**Task to carry out**
Quote, without any change, the line that contains "Where can you see the green foliage" and all lines that follow it to the end of the data below.

**Available data**

* begin *

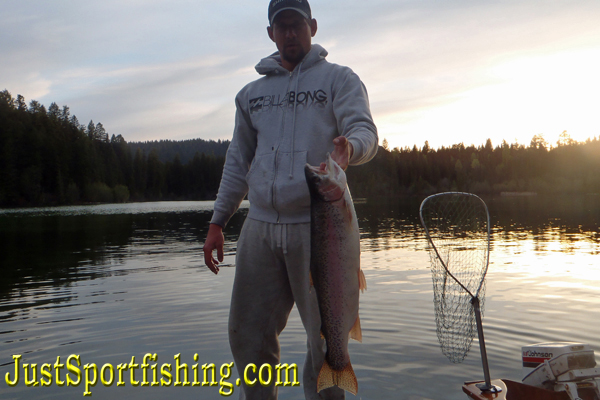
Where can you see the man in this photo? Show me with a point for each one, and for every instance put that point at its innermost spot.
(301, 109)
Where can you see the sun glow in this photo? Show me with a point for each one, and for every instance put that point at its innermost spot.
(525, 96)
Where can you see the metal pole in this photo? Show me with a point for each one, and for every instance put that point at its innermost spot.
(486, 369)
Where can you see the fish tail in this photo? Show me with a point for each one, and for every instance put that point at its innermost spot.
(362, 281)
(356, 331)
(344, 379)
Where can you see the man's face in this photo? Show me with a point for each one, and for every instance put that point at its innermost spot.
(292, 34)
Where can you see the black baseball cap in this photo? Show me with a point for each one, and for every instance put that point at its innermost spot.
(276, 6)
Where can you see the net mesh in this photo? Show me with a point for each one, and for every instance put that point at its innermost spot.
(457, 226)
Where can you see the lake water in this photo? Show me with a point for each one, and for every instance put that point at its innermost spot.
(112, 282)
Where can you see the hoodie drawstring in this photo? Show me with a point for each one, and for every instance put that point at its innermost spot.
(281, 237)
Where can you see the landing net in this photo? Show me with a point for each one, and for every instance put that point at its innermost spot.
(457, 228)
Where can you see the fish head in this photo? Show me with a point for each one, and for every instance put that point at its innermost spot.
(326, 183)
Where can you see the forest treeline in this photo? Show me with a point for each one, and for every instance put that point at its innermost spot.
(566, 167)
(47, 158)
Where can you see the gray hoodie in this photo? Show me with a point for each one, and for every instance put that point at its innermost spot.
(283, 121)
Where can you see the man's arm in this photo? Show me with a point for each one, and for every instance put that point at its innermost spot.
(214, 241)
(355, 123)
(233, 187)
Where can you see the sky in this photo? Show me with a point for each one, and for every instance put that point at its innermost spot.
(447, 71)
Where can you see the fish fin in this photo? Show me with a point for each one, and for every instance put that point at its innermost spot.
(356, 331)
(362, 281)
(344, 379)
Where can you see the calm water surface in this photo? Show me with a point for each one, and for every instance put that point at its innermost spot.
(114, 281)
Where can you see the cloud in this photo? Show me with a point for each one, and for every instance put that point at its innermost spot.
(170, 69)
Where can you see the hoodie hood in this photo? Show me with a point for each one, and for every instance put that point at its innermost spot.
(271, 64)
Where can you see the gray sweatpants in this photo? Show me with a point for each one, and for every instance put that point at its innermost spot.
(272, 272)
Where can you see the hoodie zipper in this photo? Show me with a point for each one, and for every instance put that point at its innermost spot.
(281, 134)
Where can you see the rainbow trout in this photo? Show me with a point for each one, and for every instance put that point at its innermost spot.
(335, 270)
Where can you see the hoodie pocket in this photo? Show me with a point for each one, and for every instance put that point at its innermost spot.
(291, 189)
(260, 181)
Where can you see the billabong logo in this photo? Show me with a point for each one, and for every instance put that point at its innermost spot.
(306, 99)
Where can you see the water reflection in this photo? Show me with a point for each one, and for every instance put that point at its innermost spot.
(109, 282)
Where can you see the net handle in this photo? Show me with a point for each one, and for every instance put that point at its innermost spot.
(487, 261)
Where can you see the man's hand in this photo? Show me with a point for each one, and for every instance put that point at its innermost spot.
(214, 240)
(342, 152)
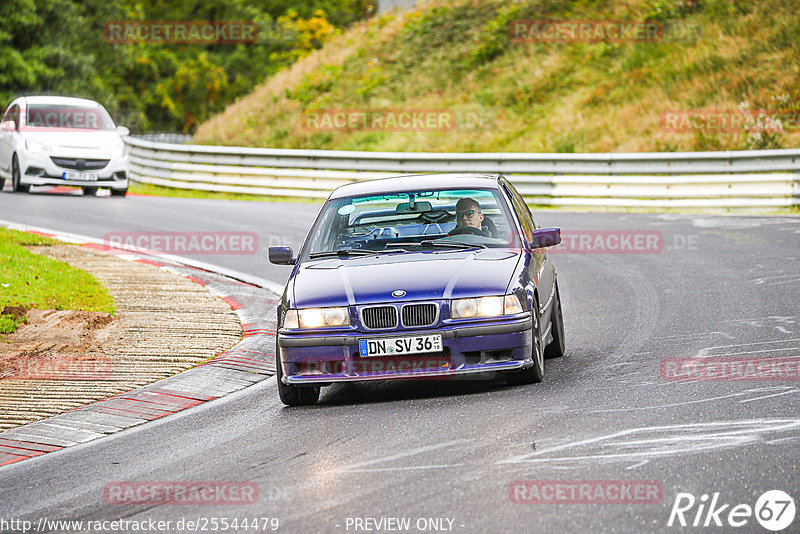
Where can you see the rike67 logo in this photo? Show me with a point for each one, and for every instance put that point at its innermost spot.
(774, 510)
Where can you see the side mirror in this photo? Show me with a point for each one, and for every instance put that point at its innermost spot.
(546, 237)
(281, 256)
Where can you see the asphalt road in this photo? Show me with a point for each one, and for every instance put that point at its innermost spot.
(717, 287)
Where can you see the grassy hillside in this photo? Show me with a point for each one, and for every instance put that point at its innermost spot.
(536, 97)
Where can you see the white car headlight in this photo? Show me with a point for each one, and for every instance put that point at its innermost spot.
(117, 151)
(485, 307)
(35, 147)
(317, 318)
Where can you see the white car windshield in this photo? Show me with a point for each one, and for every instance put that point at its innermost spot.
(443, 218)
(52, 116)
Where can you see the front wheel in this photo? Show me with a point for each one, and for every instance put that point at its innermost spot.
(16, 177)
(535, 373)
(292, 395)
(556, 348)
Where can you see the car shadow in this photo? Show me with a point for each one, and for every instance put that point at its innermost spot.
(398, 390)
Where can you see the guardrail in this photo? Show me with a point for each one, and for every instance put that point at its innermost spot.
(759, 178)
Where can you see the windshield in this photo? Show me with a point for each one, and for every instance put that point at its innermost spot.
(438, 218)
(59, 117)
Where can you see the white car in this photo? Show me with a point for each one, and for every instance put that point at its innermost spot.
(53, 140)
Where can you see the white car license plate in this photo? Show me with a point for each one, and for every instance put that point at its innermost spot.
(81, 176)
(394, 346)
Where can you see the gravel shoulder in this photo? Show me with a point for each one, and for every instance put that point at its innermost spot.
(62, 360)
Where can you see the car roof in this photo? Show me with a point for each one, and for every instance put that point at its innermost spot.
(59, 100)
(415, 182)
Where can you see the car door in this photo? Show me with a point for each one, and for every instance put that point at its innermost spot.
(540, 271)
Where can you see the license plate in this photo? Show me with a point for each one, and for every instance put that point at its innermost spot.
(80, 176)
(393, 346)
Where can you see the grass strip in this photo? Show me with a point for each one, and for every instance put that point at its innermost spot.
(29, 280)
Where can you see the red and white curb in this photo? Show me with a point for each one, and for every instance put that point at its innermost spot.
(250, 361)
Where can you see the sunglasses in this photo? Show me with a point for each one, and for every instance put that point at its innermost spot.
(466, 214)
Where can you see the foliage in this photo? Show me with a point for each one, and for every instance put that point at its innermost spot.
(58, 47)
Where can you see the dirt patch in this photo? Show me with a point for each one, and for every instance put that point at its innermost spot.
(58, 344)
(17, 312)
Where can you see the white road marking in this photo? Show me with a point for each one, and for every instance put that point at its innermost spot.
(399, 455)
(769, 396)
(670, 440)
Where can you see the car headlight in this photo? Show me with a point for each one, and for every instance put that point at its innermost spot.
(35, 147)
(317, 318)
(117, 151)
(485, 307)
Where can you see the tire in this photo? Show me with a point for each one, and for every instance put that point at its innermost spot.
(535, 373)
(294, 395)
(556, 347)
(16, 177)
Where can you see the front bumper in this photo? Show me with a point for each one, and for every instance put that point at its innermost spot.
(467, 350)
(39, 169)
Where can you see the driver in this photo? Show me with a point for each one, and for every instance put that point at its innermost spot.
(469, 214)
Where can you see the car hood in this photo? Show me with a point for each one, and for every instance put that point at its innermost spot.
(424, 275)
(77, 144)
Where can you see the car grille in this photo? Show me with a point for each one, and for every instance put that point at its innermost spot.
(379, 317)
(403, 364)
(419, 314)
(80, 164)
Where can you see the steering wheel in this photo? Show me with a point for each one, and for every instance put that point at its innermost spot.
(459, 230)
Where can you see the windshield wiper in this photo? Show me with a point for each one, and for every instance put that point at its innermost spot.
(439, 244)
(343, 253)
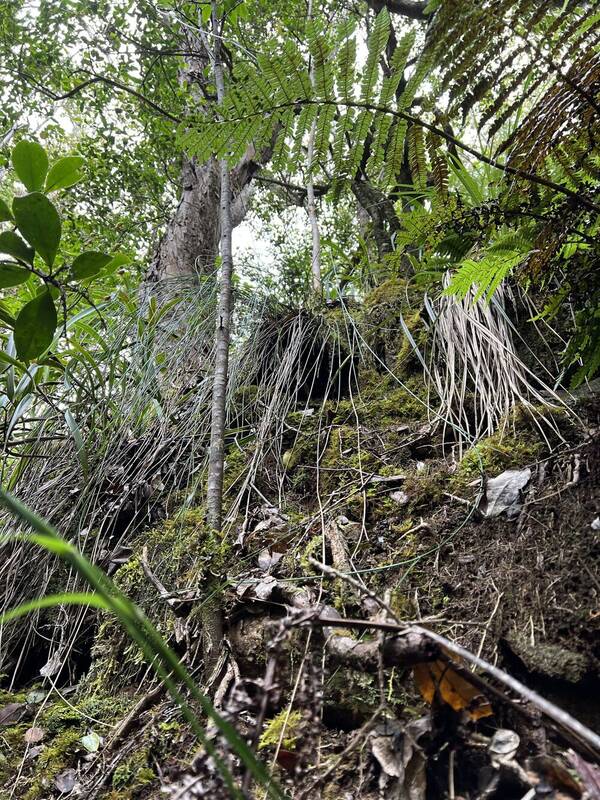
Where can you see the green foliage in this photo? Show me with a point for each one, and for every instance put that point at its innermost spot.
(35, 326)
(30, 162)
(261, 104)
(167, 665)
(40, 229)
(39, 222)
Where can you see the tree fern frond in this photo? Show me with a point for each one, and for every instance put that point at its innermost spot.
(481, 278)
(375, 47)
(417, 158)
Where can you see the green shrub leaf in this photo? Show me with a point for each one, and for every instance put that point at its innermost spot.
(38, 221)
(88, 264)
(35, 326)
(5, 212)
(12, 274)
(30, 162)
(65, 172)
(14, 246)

* end *

**Exercise answer**
Where can you see the green foliage in this photo? Show me with a point for each one, and for every instance put that point at its innermost spot.
(35, 326)
(30, 162)
(261, 104)
(167, 665)
(40, 229)
(39, 222)
Where can you see the tree fern frond in this photo? Show me with a point for each one, and for every instance put that point at its innermost spot.
(481, 278)
(375, 47)
(417, 158)
Where can you see the green shrub leaf in this photo? Show me with a point for each one, and for every instance put that point at its innermost spot.
(38, 221)
(88, 264)
(35, 326)
(5, 212)
(12, 274)
(30, 162)
(65, 172)
(14, 246)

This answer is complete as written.